>> BEGIN Article
TypeError: Block.forward() got an unexpected keyword argument 'past_key_value'

kunling-cxk commented 3 months ago

System Info

Copy-and-paste the text below in your GitHub issue and FILL OUT the two last points.

transformers version: 4.41.2
Platform: Linux-6.5.0-26-generic-x86_64-with-glibc2.35
Python version: 3.12.3
Huggingface_hub version: 0.23.3
Safetensors version: 0.4.3
Accelerate version: not installed
Accelerate config: not found
PyTorch version (GPU?): 2.3.1 (True)
Tensorflow version (GPU?): not installed (NA)
Flax version (CPU?/GPU?/TPU?): not installed (NA)
Jax version: not installed
JaxLib version: not installed
Using GPU in script?:
Using distributed or parallel set-up in script?:

Who can help?

No response

Information

[ ] The official example scripts
[X] My own modified scripts

Tasks

[ ] An officially supported task in the examples folder (such as GLUE/SQuAD, ...)
[X] My own task or dataset (give details below)

Reproduction

TypeError: Block.forward() got an unexpected keyword argument 'past_key_value'

During handling of the above exception, another exception occurred:

Traceback (most recent call last): File "/data/yxy/Mistral-Interact-master/./src/test_one_new.py", line 280, in main() File "/data/yxy/Mistral-Interact-master/./src/test_one_new.py", line 277, in main main_loop(args, raw_tasks, tokenizer, model) File "/data/yxy/Mistral-Interact-master/./src/test_one_new.py", line 206, in main_loop print(pred) ^^^^ UnboundLocalError: cannot access local variable 'pred' where it is not associated with a value

Expected behavior

no error

qubvel commented 3 months ago

Hi @kunling-cxk thanks for the issue, could you please provide the minimal code example that reproduces the following error?

kunling-cxk commented 3 months ago

import argparse
import bmtrain as bmt
import os
import random
import copy
import json
from cprint import cprint
from IPython import embed
from model_center.model import Llama
from model_center.tokenizer import LlamaTokenizer
from model_center.generation.llama import LlamaRandomSampling
os.environ["PYTORCH_CUDA_ALLOC_CONF"] = "max_split_size_mb:128"
>> END Article
> Required actions
1 - Reproduce the GitHub issue verbatim from "Traceback (most recent" to "the following error?".
2 - Which components does the system info in the GitHub issue report as "not installed"? List every one.
The lines that come after the GitHub issue have nothing to do with this work.
>> BEGIN Data excerpts
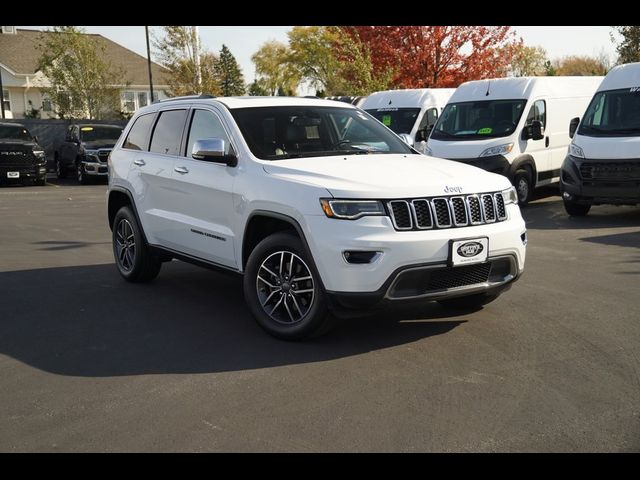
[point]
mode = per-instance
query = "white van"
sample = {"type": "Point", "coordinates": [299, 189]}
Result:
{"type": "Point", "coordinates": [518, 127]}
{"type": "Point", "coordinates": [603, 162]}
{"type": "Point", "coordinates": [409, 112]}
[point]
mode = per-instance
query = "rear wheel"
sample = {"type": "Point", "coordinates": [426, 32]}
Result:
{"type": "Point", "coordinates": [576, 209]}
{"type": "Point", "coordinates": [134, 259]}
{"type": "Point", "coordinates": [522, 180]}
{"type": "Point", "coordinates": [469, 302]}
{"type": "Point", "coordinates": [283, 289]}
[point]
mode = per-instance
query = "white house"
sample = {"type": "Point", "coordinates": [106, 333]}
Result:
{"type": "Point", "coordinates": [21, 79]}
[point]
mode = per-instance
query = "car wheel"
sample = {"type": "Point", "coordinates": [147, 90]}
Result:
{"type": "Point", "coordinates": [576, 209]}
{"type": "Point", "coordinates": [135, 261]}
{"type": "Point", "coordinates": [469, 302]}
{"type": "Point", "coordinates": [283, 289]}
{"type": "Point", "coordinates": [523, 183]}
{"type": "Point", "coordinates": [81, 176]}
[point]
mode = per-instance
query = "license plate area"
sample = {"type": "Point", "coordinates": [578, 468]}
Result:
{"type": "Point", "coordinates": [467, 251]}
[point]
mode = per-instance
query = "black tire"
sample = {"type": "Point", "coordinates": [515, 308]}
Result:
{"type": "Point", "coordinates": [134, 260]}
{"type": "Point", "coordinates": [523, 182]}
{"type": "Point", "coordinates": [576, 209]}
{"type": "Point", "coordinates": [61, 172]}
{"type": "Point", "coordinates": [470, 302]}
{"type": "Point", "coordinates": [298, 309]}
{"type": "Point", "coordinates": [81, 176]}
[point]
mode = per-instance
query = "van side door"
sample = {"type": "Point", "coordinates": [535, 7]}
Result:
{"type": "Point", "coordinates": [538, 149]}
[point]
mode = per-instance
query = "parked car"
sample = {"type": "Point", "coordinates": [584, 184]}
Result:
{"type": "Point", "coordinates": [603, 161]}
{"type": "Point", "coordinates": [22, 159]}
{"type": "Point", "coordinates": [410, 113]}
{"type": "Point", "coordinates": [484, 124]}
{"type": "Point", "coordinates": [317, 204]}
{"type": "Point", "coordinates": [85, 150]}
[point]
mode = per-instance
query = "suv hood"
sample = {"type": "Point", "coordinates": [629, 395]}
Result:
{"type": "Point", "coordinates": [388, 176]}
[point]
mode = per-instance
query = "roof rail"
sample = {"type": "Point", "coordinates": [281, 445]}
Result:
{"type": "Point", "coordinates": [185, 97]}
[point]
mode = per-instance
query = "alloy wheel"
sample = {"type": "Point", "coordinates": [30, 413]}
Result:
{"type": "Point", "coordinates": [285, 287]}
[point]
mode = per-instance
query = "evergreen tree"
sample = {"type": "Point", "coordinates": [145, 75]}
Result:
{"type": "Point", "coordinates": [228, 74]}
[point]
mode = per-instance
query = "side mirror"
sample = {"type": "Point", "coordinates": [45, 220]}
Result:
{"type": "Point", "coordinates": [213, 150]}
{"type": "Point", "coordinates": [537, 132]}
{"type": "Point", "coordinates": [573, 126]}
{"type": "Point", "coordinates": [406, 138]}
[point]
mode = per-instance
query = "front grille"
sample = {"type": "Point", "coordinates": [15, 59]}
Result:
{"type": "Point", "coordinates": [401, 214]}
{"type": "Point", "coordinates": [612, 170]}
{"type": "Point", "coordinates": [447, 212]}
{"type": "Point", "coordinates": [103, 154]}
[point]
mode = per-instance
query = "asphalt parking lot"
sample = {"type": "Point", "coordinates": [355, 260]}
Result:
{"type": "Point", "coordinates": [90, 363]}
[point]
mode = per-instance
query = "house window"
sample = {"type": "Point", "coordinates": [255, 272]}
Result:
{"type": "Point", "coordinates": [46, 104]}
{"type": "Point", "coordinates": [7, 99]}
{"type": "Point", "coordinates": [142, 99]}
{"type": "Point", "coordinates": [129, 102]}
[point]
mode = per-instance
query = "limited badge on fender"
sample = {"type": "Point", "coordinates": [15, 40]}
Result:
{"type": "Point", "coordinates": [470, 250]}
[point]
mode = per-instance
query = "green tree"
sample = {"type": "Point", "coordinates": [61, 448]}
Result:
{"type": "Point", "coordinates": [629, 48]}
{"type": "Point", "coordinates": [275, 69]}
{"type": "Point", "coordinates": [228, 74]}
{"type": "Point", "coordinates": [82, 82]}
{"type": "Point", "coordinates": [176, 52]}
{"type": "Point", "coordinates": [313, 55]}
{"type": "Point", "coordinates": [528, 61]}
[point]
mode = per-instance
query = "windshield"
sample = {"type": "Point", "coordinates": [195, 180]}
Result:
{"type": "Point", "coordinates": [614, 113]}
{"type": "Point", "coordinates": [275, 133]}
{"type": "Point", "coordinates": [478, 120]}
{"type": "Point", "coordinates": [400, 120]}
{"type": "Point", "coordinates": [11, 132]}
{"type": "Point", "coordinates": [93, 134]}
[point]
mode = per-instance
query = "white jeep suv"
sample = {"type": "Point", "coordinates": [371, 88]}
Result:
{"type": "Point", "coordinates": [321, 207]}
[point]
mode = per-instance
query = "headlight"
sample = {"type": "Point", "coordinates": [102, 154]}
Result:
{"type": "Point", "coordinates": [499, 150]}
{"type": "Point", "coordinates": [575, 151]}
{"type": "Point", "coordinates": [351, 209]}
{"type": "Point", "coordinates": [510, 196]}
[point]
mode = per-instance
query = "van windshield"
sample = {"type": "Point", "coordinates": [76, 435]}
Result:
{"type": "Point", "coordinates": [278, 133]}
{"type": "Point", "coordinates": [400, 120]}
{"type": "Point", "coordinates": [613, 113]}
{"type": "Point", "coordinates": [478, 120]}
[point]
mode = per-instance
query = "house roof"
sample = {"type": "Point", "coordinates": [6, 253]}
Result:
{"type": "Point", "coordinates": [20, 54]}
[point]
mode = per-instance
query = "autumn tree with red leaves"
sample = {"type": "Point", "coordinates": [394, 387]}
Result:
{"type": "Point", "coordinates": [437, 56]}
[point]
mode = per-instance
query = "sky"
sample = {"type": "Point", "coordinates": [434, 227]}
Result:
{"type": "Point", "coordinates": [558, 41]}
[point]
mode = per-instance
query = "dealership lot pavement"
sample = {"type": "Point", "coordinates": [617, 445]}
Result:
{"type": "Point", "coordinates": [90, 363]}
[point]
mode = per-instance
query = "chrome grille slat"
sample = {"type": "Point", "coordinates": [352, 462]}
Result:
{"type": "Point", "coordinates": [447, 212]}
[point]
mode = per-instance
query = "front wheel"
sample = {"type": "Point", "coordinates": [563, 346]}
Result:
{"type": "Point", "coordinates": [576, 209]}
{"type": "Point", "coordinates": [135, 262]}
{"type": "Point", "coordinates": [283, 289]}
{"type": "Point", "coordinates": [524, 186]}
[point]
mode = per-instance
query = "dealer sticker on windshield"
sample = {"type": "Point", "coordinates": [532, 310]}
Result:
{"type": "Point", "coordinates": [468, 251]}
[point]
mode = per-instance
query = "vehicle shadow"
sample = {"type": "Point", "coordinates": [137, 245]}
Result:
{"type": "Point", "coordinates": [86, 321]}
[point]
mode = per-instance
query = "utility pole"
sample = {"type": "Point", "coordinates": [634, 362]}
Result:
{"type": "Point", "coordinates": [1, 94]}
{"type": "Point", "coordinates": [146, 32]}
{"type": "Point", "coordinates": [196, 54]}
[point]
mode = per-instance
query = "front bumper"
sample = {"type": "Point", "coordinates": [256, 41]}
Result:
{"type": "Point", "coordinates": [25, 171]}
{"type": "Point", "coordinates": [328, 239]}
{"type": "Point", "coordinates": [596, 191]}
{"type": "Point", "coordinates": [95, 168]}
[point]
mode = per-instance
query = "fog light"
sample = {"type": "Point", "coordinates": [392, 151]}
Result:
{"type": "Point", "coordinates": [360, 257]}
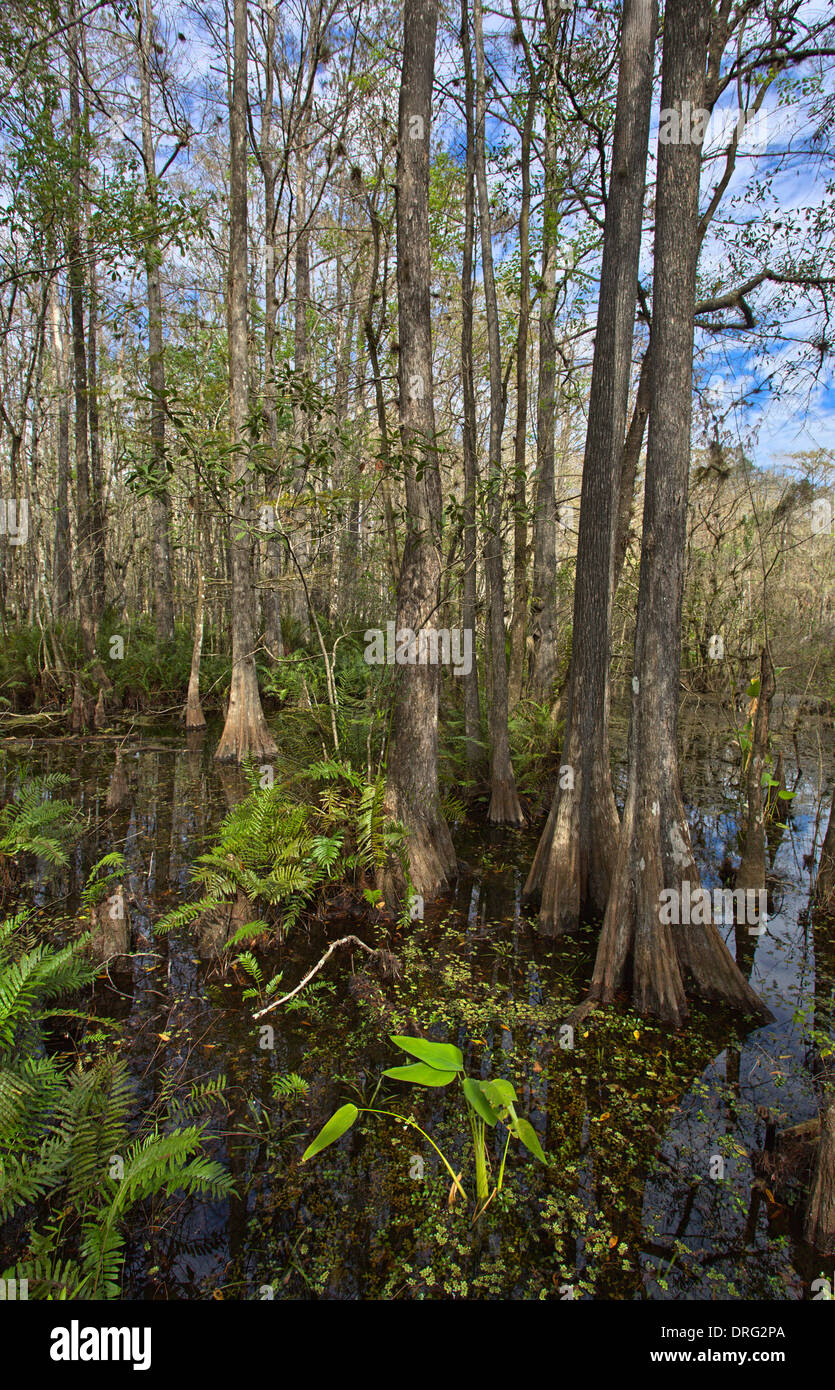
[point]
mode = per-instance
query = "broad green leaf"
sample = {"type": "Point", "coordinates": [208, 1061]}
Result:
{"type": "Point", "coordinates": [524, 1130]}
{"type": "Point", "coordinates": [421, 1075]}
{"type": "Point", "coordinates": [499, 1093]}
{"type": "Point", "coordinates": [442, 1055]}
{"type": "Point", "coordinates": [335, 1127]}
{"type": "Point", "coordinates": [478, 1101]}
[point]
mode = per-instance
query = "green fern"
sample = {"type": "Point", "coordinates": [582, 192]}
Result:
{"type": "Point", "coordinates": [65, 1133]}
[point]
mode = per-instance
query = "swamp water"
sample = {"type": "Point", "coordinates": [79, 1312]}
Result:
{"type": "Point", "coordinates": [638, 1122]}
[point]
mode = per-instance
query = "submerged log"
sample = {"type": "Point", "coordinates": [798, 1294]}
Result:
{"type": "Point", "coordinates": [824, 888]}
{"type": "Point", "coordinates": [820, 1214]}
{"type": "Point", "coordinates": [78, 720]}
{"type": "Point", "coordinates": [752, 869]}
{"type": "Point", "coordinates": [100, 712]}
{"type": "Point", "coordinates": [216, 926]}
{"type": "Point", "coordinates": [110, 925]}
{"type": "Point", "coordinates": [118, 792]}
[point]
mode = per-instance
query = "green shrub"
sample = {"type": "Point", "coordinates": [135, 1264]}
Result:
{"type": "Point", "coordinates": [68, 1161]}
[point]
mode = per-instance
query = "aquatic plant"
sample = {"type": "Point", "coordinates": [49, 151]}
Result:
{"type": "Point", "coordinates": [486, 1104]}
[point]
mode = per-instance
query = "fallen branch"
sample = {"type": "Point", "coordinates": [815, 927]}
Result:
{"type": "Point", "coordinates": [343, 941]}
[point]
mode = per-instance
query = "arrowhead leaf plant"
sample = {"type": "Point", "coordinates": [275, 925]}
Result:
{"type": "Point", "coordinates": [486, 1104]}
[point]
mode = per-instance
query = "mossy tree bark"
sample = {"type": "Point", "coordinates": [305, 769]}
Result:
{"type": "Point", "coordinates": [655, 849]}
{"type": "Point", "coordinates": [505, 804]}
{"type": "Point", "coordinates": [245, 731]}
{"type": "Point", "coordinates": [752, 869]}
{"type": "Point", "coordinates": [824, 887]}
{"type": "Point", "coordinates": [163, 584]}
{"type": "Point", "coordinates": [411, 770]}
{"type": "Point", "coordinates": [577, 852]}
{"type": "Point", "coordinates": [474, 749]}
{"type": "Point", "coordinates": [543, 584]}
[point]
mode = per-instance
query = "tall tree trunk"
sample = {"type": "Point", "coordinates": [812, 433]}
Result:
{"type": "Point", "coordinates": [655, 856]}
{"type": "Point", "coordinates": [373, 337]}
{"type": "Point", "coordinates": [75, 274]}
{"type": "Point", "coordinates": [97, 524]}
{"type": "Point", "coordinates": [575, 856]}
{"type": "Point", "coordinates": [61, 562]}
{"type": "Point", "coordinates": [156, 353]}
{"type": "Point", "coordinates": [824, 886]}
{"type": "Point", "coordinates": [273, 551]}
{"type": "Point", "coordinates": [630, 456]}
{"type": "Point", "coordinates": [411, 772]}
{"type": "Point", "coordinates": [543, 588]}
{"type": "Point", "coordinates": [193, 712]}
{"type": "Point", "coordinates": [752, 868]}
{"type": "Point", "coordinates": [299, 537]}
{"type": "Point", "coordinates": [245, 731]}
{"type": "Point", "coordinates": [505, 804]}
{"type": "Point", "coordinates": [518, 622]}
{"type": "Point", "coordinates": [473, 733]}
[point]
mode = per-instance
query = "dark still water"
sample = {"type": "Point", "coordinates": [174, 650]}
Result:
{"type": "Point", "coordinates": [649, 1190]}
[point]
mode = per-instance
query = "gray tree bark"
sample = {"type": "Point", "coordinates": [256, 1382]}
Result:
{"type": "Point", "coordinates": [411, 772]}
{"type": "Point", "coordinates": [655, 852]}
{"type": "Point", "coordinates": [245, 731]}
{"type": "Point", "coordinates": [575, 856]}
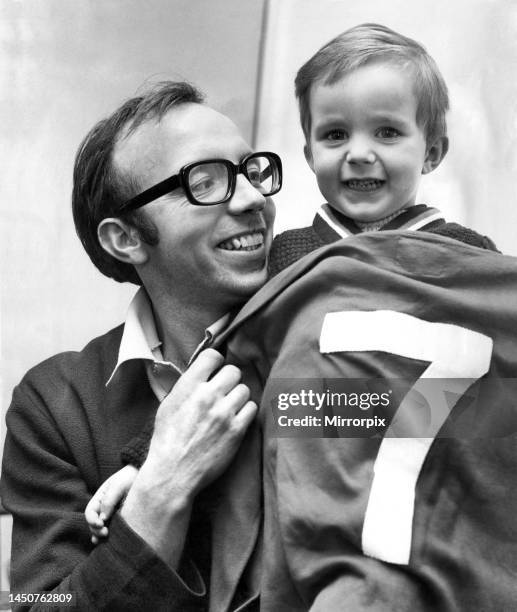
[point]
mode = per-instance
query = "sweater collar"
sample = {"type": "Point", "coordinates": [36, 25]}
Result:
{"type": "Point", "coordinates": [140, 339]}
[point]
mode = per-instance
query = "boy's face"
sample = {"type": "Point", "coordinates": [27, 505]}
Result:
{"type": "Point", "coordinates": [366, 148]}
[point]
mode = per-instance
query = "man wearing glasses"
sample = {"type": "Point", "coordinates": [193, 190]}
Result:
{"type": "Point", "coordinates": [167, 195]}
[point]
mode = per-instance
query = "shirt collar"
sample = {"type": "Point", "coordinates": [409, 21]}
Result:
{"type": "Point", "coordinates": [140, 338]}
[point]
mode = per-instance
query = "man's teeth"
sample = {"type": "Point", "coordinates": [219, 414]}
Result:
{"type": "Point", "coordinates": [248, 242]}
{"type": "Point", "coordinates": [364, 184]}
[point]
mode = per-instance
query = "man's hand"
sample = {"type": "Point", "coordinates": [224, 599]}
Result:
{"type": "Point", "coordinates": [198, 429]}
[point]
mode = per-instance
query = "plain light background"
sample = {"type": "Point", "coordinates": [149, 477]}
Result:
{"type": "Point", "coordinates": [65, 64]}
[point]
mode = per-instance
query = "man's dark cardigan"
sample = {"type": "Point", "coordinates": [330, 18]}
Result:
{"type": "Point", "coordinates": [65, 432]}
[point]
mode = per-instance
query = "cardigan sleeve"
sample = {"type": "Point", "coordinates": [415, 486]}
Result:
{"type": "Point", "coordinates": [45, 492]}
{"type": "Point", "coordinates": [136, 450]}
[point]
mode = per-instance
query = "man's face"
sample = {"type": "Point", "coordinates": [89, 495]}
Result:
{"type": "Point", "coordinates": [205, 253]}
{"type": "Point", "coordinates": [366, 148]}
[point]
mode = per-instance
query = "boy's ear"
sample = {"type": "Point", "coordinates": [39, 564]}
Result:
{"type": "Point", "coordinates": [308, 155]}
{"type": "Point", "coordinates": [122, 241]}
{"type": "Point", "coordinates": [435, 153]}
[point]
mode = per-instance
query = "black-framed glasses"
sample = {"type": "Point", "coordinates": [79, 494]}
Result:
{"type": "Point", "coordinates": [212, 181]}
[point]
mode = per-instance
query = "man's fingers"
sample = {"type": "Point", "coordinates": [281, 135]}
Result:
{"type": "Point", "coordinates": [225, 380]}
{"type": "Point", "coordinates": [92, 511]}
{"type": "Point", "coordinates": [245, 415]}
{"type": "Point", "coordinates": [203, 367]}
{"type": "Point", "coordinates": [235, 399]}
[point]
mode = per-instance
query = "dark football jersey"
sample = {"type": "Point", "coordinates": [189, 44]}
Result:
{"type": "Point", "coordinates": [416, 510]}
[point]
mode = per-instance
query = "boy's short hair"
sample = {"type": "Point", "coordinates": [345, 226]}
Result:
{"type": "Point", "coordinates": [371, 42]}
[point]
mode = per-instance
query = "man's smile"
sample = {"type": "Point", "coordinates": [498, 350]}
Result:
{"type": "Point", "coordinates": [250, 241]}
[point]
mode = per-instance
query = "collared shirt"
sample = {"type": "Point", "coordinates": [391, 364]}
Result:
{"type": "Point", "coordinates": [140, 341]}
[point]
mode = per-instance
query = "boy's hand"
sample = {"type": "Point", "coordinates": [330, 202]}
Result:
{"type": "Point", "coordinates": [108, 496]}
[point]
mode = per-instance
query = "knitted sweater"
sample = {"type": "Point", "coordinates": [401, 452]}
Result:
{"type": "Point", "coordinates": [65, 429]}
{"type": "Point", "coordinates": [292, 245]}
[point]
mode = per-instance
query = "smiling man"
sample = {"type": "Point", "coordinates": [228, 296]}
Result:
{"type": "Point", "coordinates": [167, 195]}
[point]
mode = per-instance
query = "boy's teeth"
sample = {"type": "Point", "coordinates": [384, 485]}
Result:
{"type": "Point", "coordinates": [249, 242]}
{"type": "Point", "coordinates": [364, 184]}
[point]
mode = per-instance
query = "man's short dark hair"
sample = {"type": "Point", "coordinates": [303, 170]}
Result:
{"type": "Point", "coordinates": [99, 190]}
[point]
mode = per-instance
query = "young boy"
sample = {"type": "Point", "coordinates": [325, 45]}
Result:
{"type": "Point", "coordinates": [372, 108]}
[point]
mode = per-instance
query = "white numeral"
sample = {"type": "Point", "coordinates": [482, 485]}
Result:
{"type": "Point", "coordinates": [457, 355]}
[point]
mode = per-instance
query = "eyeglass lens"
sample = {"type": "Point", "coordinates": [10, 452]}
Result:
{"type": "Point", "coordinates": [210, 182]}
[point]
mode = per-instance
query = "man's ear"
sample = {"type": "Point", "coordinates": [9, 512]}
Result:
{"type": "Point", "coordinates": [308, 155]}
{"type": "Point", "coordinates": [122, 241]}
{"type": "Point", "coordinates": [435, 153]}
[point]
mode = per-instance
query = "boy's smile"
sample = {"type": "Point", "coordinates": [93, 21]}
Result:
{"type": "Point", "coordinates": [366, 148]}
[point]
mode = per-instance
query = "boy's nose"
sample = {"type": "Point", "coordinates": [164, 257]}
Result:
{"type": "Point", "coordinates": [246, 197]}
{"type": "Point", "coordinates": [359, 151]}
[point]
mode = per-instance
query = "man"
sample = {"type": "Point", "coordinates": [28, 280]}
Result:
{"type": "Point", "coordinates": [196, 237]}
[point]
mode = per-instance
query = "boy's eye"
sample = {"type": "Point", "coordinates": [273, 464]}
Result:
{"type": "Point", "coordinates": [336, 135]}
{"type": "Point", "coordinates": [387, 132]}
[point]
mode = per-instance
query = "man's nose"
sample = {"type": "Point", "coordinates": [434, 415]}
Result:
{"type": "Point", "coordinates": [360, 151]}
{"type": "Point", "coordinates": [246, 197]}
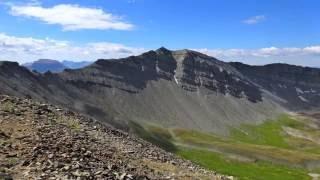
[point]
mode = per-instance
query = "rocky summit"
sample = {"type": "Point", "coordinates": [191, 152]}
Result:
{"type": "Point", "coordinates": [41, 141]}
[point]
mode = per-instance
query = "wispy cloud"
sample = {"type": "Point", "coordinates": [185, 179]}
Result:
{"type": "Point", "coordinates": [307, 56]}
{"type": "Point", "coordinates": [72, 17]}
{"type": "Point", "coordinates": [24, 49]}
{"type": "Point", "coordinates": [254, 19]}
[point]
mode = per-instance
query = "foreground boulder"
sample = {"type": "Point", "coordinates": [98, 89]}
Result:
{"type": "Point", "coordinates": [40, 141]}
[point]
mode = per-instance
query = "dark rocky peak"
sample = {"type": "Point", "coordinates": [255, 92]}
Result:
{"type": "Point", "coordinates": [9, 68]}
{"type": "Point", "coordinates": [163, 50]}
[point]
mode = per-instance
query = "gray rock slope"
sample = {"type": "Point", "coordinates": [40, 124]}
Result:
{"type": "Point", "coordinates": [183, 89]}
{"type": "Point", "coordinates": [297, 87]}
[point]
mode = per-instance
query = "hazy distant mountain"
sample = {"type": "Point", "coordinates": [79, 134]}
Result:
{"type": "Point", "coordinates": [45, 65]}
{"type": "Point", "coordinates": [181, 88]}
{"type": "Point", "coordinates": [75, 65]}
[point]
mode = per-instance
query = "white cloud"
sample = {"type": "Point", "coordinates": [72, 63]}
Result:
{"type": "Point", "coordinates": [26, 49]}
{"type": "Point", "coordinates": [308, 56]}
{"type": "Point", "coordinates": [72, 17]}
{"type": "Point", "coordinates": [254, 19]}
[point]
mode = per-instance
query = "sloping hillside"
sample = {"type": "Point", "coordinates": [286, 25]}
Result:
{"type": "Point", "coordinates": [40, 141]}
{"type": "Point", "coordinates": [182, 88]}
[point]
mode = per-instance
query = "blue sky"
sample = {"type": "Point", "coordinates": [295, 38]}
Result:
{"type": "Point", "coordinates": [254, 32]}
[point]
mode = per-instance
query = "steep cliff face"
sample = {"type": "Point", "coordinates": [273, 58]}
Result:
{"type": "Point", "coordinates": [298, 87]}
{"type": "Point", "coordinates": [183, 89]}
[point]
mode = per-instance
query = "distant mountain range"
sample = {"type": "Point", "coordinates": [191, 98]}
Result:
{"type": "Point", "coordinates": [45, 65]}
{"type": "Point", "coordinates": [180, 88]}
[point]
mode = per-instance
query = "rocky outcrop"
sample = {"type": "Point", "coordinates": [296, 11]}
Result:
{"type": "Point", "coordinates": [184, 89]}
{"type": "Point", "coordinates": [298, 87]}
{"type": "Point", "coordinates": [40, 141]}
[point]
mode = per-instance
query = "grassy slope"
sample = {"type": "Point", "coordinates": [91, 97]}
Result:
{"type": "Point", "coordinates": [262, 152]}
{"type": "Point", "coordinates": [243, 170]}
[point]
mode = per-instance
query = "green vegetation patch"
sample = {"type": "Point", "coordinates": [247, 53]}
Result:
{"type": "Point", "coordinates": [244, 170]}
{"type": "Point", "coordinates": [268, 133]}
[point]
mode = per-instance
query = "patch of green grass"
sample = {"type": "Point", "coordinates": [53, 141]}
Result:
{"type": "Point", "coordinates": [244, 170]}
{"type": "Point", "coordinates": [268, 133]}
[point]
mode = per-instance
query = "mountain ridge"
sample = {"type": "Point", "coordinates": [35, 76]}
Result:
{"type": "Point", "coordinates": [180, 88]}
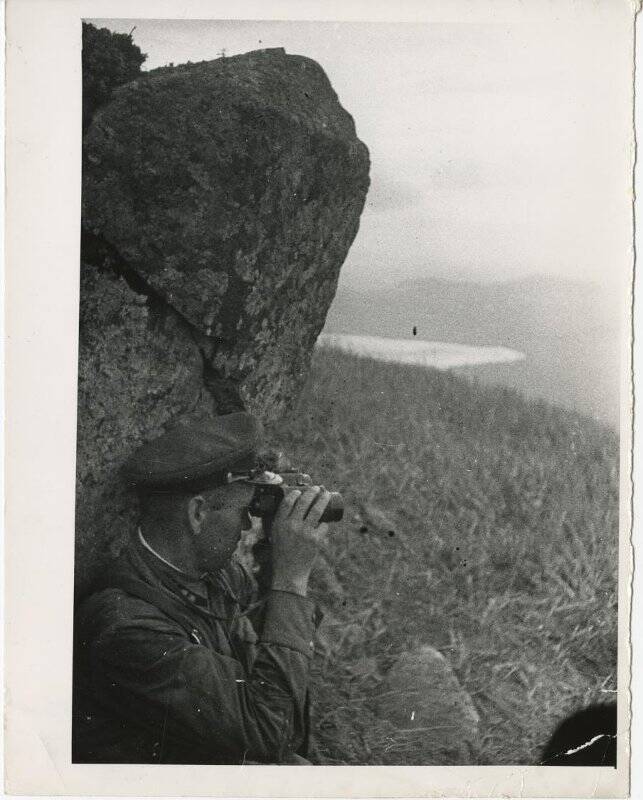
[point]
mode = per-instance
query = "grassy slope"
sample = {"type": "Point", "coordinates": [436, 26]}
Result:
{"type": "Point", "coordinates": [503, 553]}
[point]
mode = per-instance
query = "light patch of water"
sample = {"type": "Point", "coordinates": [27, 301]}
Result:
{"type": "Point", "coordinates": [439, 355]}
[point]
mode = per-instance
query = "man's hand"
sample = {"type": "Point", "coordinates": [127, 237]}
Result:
>> END Data excerpts
> In response
1 -
Traceback (most recent call last): File "/data/yxy/Mistral-Interact-master/./src/test_one_new.py", line 280, in main() File "/data/yxy/Mistral-Interact-master/./src/test_one_new.py", line 277, in main main_loop(args, raw_tasks, tokenizer, model) File "/data/yxy/Mistral-Interact-master/./src/test_one_new.py", line 206, in main_loop print(pred) ^^^^ UnboundLocalError: cannot access local variable 'pred' where it is not associated with a value

Expected behavior

no error

qubvel commented 3 months ago

Hi @kunling-cxk thanks for the issue, could you please provide the minimal code example that reproduces the following error?

2 -
Accelerate
Tensorflow
Flax
Jax
JaxLib